**Цитируемый текст:**
----
Лидия Сычева: публицистика

Останется ли Россия страной знаний? Или «сырьевому придатку» образование и наука не нужны?

Не то и не так” - таково ныне главенствующее общественное настроение по отношению к власти. “Букет реформ”, преподнесенный восторженному электорату, оказался с шипами. Лето 2004-го прошло в законодательной горячке, а осенью появились первые ласточки народного недовольства — на Горбатый мост у Дома Правительства в Москве вышли сначала студенты, потом педагоги и ученые. Протестовали против ожидаемых реформ образования и науки. Митинги пенсионеров, не довольных монетизацией, на время заслонили предмет осенних волнений (впрочем, весьма умеренных и, что важно, санкционированных самой властью). Однако же “собаки лают, караван идет”. Пакет правительственных предложений по реформированию образования и науки скоро поступит в Государственную Думу. Трудно не согласиться с мнением, что “от того, как будет проходить эта реформа, от того, к каким результатам она приведет, будет зависеть, какой будет наша страна завтра” (заместитель Председателя Государственной Думы Георгий Боос). Контуры очередной модернизации отрасли уже достаточно ясны — этому вопросу было посвящено заседание Правительства. Попробуем разобраться в том, что нас ожидает и к каким последствиям это может привести страну.

По просьбам трудящихся

Параллельное сосуществование власти и народа — вещь для России более-менее привычная, однако же власть всегда свои намерения должна выдавать за чаяния народа, чтобы придать вид легитимности своим действиям. К сожалению, этот прием был использован и при проведении упомянутой реформы.
Так, министр образования и науки РФ Андрей Фурсенко последние перемены объясняет “требованиями масс”. Реформа, оказывается, была затеяна “по просьбам трудящихся”: “…Времени нет, потому что наука находится в критическом положении. Все ученые взывают: необходимо срочно спасать науку” (из интервью газете “Известия”). Но так ли это? Валерий Черешнев, человек в ученом мире не последний, председатель Уральского отделения РАН, например, утверждает следующее: “Наши дни не сравнить с периодом 1992—1996 годов. То было время полного развала, люди по два-три месяца не получали зарплату. Сейчас наука приобрела опыт, и хотя систему периодически расшатывают извне, наука, как живой организм, научилась группироваться, перестраиваться, уходить от опасности”. А на вопрос корреспондента “Если бы вы были всемогущим, что сделали бы для науки?” ученый отвечает: “Оставил бы в покое минимум лет на пять. Наука делается в тиши, ей нужны цель и честно заработанные деньги. Будь я всемогущим, запретил бы науку дергать, что ни год реформировать. Пожилые люди в ужасе: “Нас выгоняют? Но мы же еще можем…” А на них смотрят ученики и думают: надо уезжать. Почему люди должны изворачиваться, чтобы служить своей же стране?”
----
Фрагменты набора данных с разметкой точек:
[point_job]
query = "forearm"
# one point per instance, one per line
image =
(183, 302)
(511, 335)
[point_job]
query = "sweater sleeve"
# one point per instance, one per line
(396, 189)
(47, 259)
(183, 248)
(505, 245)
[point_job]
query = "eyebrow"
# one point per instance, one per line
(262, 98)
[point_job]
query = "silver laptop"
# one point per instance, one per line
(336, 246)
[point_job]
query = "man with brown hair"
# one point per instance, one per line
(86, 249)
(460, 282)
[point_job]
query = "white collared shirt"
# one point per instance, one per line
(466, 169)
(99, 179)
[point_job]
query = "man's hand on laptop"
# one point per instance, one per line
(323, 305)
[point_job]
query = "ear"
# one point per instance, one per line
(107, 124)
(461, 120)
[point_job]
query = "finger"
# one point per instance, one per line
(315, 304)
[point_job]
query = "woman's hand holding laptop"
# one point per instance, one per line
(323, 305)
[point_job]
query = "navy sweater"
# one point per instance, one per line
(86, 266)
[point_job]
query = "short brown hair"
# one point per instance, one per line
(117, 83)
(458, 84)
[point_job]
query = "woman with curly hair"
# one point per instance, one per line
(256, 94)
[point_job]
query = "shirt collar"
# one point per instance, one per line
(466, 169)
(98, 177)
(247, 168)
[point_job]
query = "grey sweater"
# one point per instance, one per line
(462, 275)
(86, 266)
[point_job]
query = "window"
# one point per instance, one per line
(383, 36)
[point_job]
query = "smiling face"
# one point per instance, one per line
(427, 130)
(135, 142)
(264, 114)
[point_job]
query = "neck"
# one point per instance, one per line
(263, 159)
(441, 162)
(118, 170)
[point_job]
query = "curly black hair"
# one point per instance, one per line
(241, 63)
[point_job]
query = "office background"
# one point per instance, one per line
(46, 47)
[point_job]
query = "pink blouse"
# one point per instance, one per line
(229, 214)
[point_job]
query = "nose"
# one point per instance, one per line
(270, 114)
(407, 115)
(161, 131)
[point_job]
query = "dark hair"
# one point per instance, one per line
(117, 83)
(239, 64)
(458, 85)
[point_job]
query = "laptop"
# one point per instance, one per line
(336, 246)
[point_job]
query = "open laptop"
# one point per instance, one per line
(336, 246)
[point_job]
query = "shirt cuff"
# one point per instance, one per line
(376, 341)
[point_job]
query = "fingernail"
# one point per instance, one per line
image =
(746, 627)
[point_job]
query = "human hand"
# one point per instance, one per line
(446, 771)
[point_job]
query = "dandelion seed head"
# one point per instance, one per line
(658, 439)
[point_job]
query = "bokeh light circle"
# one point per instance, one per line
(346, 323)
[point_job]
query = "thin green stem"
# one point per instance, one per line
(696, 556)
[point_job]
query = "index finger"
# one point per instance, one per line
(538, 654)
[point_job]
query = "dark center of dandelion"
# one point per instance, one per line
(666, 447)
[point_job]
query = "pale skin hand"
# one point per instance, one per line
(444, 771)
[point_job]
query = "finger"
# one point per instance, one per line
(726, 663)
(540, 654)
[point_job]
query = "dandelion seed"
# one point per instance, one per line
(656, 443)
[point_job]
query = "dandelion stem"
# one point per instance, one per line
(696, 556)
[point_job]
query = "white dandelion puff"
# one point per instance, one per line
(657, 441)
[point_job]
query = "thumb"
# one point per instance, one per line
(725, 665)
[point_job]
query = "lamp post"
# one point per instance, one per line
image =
----
**Короткое задание:**
Продолжите статью о реформе образования и науки, начав сразу после последнего приведенного в ней предложения.

**Ответ на задание:**
Вопрос риторический, но мы все-таки попытаемся попозже на него ответить, а пока заметим, что и перемены в образовании чиновники оправдывают таким же образом! Этот же мотив: школьная реформа нынче появилась потому, что вы ее “сами просили”, прозвучал и из уст Исаака Калины, директора Департамента государственной политики в сфере образования, в чьих руках ныне реально и находится наша школа. На одном из ведомственных собраний он заявил, что теперешние “Приоритетные направления…” развития отрасли адаптируют прежние госнамерения, “учитывая мнения потребителей образовательных услуг — учащихся, родителей, работодателей”.
Зато в министерских документах, которые были представлены в Правительство, в качестве “проблем” реформы были указаны “отсутствие у работников сферы образования мотивации к участию в преобразованиях” и “низкое общественное участие в проводимых образованиях”. Так хотят или не хотят трудящиеся платного образования?! Видимо, одна из задач государственных институтов ныне состоит в том, чтобы убедить население, что да, оно достаточно богато для того, чтобы жить без льгот, платить за школьное образование и поликлиническое обслуживание.

Куда идем?

Но допустим, что наши “верхи” занимаются ложью во спасение, внушая своим гражданам, что те сами хотят реформ. Потому что чиновники “хотят как лучше”, и, более того, они, как добрые “пастыри”, ведут заблудшее “стадо” если уж не к Царству Божьему на земле, то уж по крайней мере к большой и общественно значимой цели.
Какой же? И вот тут возникает очередное недоумение. Люди, давно и профессионально занимающиеся образованием, более того, искушенные в чтении государственных бумаг (а не пресловутые “кухарки”), тщетно пытаются в тумане чиновничьего новояза выловить цель затеянных реформ.
Приведем несколько высказываний по этому поводу.
Валентина Иванова, заместитель председателя профильного Комитета Государственной Думы: “Мы не нашли в этих документах ответа на вопрос, как будет общество участвовать в воспитании молодежи в самом широком понимании этого слова. Разве это не приоритет сферы образования?”
Алексей Чернышев, еще один заместитель председателя Комитета Государственной Думы по образованию и науке: “У нас нет ни анализа, ни прогноза на будущее. Мы не знаем, откуда мы идем, куда мы идем и с чем мы идем”.
Уже упоминавшийся Валерий Черешнев: “Нужно проводить последовательную политику и в образовательной, и в научной сфере. Хватит нам шараханий. Приходим в сентябре и узнаем, что сформирована новая концепция, трансформация науки. Зачем это делать?”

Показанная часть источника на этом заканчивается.